Goal
Could you reproduce the data below with "bounding box" swapped out for "bounding rectangle" everywhere it occurs, changing nothing else?

Stored records
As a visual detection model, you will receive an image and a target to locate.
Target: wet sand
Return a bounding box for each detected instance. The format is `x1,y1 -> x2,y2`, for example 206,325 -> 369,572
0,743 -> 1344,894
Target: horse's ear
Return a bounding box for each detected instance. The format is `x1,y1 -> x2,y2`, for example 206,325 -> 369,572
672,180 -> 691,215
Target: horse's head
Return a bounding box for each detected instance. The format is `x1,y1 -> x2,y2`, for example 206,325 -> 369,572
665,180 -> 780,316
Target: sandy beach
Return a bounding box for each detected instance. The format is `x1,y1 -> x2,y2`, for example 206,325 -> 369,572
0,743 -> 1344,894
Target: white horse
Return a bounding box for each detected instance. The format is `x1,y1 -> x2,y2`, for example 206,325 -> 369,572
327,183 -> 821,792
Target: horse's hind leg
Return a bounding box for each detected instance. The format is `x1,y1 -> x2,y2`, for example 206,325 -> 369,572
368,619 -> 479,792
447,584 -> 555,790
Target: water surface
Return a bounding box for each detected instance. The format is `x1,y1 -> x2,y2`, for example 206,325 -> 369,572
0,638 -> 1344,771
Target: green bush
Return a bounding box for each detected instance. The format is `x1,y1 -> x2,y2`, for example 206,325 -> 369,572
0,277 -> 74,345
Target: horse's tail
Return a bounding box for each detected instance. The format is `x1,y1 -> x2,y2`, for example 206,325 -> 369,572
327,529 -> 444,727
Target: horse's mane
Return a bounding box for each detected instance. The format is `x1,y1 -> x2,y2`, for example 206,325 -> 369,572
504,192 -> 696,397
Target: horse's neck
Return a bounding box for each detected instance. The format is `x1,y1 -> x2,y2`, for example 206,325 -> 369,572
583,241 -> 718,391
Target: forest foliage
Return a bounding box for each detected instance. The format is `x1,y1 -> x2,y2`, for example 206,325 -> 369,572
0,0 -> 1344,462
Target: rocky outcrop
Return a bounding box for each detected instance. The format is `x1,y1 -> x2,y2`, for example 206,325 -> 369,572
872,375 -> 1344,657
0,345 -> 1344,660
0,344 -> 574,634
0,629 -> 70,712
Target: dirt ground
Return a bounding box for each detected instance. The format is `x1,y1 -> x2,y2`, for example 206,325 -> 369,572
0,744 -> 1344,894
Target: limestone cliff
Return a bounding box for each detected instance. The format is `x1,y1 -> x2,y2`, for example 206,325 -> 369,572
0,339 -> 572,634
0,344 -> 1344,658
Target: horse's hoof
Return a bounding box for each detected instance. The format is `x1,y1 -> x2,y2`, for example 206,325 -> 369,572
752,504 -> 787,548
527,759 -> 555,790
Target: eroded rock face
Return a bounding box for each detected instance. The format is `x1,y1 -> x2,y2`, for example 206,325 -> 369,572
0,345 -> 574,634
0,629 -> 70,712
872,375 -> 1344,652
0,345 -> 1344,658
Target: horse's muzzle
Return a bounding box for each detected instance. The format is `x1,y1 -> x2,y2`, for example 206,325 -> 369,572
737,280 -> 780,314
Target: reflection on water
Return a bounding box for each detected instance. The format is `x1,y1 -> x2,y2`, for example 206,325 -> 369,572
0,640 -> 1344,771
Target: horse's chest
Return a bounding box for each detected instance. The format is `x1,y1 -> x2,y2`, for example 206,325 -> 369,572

Task output
As a visual detection model, you will receive an image and a target to locate.
Target: wet sand
Return a bounding rectangle for each detected instance. The format is `x1,y1 -> x2,y2`, for example 206,325 -> 369,572
0,743 -> 1344,894
Target: horse's ear
Return a bounding rectangle for each detected instance. The format is `x1,y1 -> x2,y2`, for example 206,325 -> 369,572
672,180 -> 691,215
Target: horse's head
Return a bounding rectangle for each detected instance. The format is `x1,y1 -> x2,y2`, for example 206,325 -> 369,572
665,180 -> 780,316
Target: sandy beach
Return a bounding rectangle for each detected instance. The format is `x1,y1 -> x2,y2`, for example 206,325 -> 369,572
0,743 -> 1344,894
Target: white horse
Return a bounding rectangle for each detected instance. The format is `x1,y1 -> x2,y2`, for example 206,325 -> 369,572
327,183 -> 821,792
Target: horse's hind leg
Return a bounding rectangle for each detected instance. The format is `x1,y1 -> x2,y2`, for example 206,325 -> 369,572
368,619 -> 479,792
447,584 -> 555,790
Target: water surface
Return a bounding rectangle for each detected instance. The format is `x1,y1 -> x2,y2`, for example 206,325 -> 369,572
0,638 -> 1344,771
Target: green bush
Return a bounding rectangle for each detected instance. The format is `x1,y1 -> x2,y2`, for example 206,325 -> 369,572
0,277 -> 74,345
Target: horse's tail
Return a bounding rectangle for each detected instance. The format is `x1,y1 -> x2,y2`, for example 206,325 -> 369,572
327,529 -> 444,727
Target: horse's mane
Return a bounding rectangle for each detected instance. The format is `x1,y1 -> x2,y2`, for example 206,325 -> 369,572
504,192 -> 696,397
Target: horse's neck
Return a bounding rectangle for each detected instance. The format is `x1,y1 -> x2,y2`, for example 206,325 -> 369,572
583,241 -> 718,391
Target: forest foliage
Return a bounding rectangle for each detected instance. The format is `x1,y1 -> x2,y2`, for example 206,325 -> 369,572
0,0 -> 1344,462
Target: rocky outcrop
Return a bounding rectangle for each detected instance. The format is `x1,y1 -> x2,y2`, for example 206,325 -> 369,572
872,375 -> 1344,657
0,345 -> 1344,660
0,344 -> 574,634
0,629 -> 70,712
Target: dirt ground
Return a bounding rectangle for each detected instance. The format is `x1,y1 -> x2,y2`, for example 206,325 -> 369,572
0,744 -> 1344,894
Target: limestone cliff
Return a bounding rectangle for each detected instance. The format is `x1,y1 -> x2,y2`, for example 206,325 -> 369,572
0,339 -> 572,634
0,344 -> 1344,658
Target: horse's hoof
Return a bounding rectangle for each detected instance. The format is `x1,y1 -> x2,y2`, for example 206,325 -> 369,572
752,504 -> 787,548
527,759 -> 555,790
Target: eroded rock face
Return a bounding rectangle for each detected instance. The format is `x1,y1 -> x2,y2`, for example 206,325 -> 369,572
0,345 -> 574,634
0,629 -> 70,712
872,375 -> 1344,652
0,345 -> 1344,658
Target: horse's muzzle
Return a bounding rectangle for each detected instance. The format is `x1,y1 -> x2,y2`, for example 206,325 -> 369,572
737,280 -> 780,314
Target: reflection on water
Return a bounding rectangle for each detected instance. The format is `x1,y1 -> x2,y2`, for example 206,325 -> 369,572
0,640 -> 1344,771
Target: horse's chest
Return a bounding rectangle for each detected instance. The format is `x1,y1 -> x2,y2`, for example 206,325 -> 369,572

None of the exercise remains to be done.